◆ Exercise instructions ◆
Format every line of the material below as a numbered list, leaving out blank lines. Keep the pictures out of your answer.

(Data drawn from a collection)
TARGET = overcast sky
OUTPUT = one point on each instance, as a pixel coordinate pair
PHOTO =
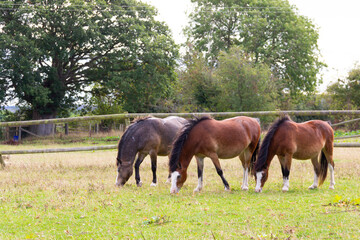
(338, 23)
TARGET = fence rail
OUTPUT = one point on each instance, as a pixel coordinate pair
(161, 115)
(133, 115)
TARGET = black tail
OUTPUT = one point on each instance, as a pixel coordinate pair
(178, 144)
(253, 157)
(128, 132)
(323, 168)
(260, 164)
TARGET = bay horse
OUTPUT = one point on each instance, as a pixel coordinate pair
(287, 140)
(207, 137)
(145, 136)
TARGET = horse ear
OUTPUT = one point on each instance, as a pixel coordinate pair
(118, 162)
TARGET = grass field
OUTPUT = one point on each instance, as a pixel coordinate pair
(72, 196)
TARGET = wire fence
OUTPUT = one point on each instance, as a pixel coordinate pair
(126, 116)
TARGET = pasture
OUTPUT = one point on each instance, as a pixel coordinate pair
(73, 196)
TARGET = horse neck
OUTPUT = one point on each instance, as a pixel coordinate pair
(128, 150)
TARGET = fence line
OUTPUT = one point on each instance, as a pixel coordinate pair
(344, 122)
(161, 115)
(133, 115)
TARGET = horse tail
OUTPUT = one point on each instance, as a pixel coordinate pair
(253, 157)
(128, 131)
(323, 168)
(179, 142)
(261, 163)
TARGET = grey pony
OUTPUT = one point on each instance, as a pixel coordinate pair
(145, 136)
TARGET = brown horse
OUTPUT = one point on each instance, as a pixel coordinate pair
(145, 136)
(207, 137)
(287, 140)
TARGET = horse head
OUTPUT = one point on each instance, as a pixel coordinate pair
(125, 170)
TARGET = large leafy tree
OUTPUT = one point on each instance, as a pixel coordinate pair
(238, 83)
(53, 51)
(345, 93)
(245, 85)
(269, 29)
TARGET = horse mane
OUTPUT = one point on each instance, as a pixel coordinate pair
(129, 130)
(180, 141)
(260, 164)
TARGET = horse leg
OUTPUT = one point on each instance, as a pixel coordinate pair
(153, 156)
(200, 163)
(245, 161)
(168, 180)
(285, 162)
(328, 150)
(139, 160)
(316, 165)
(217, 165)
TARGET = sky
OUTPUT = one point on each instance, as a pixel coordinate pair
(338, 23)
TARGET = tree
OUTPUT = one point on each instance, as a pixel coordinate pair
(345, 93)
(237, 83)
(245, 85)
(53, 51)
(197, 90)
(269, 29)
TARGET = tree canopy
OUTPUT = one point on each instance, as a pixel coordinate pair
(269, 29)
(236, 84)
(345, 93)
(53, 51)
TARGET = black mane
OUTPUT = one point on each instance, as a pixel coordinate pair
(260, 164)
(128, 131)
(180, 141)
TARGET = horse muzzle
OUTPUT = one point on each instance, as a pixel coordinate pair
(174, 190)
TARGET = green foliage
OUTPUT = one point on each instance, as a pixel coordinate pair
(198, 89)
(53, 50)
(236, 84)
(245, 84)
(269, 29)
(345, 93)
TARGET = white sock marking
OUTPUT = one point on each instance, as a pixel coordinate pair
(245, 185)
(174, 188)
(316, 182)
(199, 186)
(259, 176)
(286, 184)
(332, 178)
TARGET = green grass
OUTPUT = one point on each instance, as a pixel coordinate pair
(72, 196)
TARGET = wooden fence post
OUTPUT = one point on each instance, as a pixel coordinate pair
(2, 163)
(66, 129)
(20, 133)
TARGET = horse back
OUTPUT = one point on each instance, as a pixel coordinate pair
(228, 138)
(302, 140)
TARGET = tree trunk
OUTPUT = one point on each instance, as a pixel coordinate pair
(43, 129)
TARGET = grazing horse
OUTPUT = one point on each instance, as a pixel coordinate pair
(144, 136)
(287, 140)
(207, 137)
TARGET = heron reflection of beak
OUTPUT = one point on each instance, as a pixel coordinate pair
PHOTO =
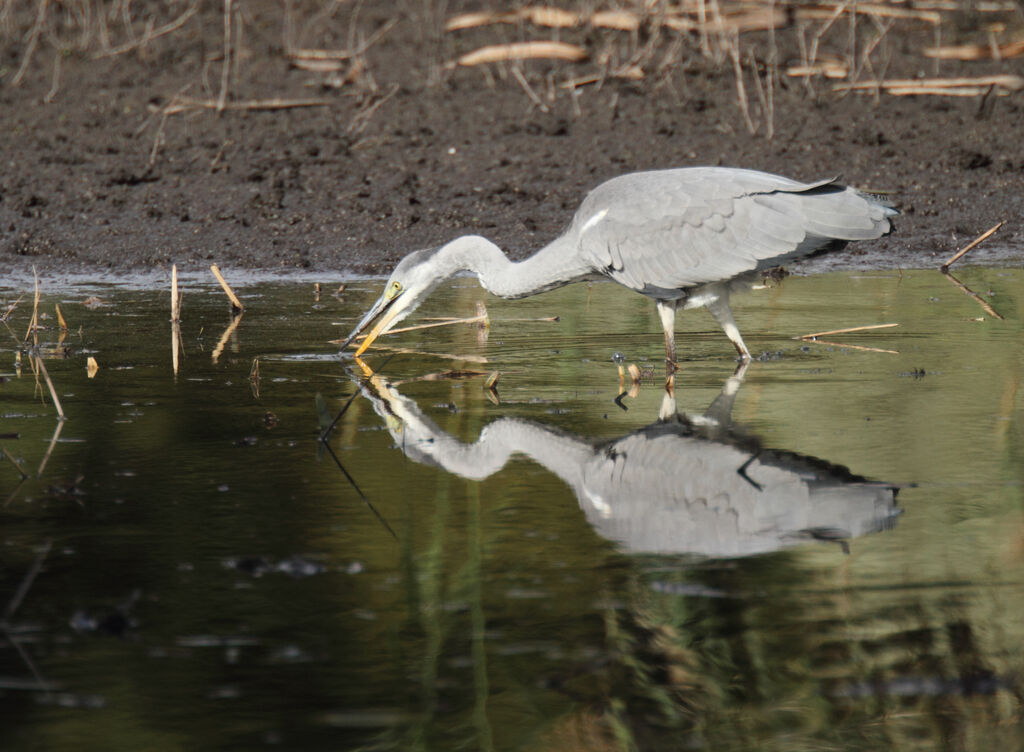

◆ Written response ◆
1. TARGET = overcast sky
2. OUTPUT = one point on each instance, as a pixel coordinate pair
3. PHOTO =
4. (338, 23)
5. TARGET = fence rail
6. OUTPUT = one point on each instance, as a pixel coordinate pair
7. (161, 115)
8. (133, 115)
9. TARGET = black tail
10. OUTPUT = one point on each instance, as a pixel coordinate pair
11. (178, 144)
12. (253, 157)
13. (128, 132)
14. (323, 168)
15. (260, 164)
16. TARGET = bay horse
17. OUTPUT = one point on each instance, as a pixel coordinate pair
18. (287, 140)
19. (207, 137)
20. (145, 136)
21. TARGET = horse ear
22. OUTPUT = one point on each instance, as a pixel coordinate pair
23. (118, 162)
24. TARGET = grass field
25. OUTPUT = one point on each instance, as a pixel coordinate pair
26. (72, 196)
27. TARGET = wire fence
28. OUTPUT = one point on each instance, as a pixel coordinate pair
29. (126, 116)
30. TARGET = pasture
31. OUTPUT = one point on each instance, as a pixel coordinate pair
32. (73, 196)
33. TARGET = horse neck
34. OUTPUT = one point on each instance, as a pixel coordinate pair
35. (128, 150)
36. TARGET = fence line
37. OUTPUT = one point on each instance, as a pixel coordinate pair
38. (344, 122)
39. (161, 115)
40. (133, 115)
41. TARGET = horse tail
42. OUTPUT = one point on each instance, as a pixel coordinate pair
43. (253, 157)
44. (128, 131)
45. (323, 168)
46. (179, 142)
47. (261, 163)
48. TARGET = grey pony
49. OUTPUT = one point on each instance, as a pixel coordinate pair
50. (145, 136)
51. TARGET = brown horse
52. OUTPUT = one point on each instance, as a pixel coordinate pair
53. (145, 136)
54. (207, 137)
55. (287, 140)
56. TARGET = horse head
57. OUTPUT = one point on each instance, as a pixel coordinate pair
58. (125, 170)
59. TARGET = large leafy tree
60. OUTPUT = one point on each instance, as a pixel coordinate pair
61. (238, 83)
62. (53, 51)
63. (345, 93)
64. (245, 85)
65. (269, 29)
66. TARGET = horse mane
67. OUTPUT = one point on each instance, as a pixel coordinate pair
68. (129, 130)
69. (180, 141)
70. (260, 164)
71. TARGET = horse leg
72. OUTPUT = one point on each instance, as a pixel coordinate pair
73. (153, 156)
74. (200, 163)
75. (245, 161)
76. (168, 180)
77. (285, 162)
78. (328, 150)
79. (139, 160)
80. (316, 165)
81. (217, 165)
82. TARGET = sky
83. OUTPUT = one point on each instance, as a pixel coordinate pair
84. (338, 23)
85. TARGET = tree
86. OUTPUT = one point on each instance, as a pixel coordinate pair
87. (345, 93)
88. (237, 83)
89. (245, 85)
90. (53, 51)
91. (197, 90)
92. (269, 29)
93. TARGET = tree canopy
94. OUTPUT = one point on each instance, as a pixel coordinate pair
95. (269, 29)
96. (236, 84)
97. (345, 93)
98. (53, 51)
99. TARGET = black mane
100. OUTPUT = one point on each instance, as a pixel coordinate pair
101. (260, 164)
102. (128, 131)
103. (180, 141)
104. TARGET = horse muzzle
105. OUTPUT = one point on each instance, as a pixel coordinate pair
106. (174, 190)
107. TARGET = green foliage
108. OUTPUT = one point on each instance, as a pixel coordinate pair
109. (198, 89)
110. (53, 50)
111. (236, 84)
112. (245, 84)
113. (269, 29)
114. (345, 93)
115. TARGET = white sock marking
116. OUTPUT = one point on each instance, as a pixel coordinate pair
117. (245, 185)
118. (174, 188)
119. (316, 182)
120. (199, 186)
121. (259, 176)
122. (286, 184)
123. (332, 178)
124. TARGET = green grass
125. OUTPUT = one point on each instance, as a pixel coordinate pair
126. (72, 196)
127. TARGET = wooden fence post
128. OUTPUT = one point on each instance, as a pixel coordinate pair
129. (2, 163)
130. (66, 129)
131. (20, 133)
132. TARGET = horse back
133. OUTPUT = one point on each instance, as a pixel coordinate pair
134. (228, 138)
135. (302, 140)
136. TARGET = tree trunk
137. OUTPUT = one point on each instance, as a pixel coordinate pair
138. (43, 129)
139. TARGET = grazing horse
140. OUTPUT = one point on each instance, as a pixel coordinate pair
141. (144, 136)
142. (287, 140)
143. (207, 137)
144. TARGET = heron reflection of beak
145. OUTPUT = one point on each instance, as a pixel coordinate pair
146. PHOTO =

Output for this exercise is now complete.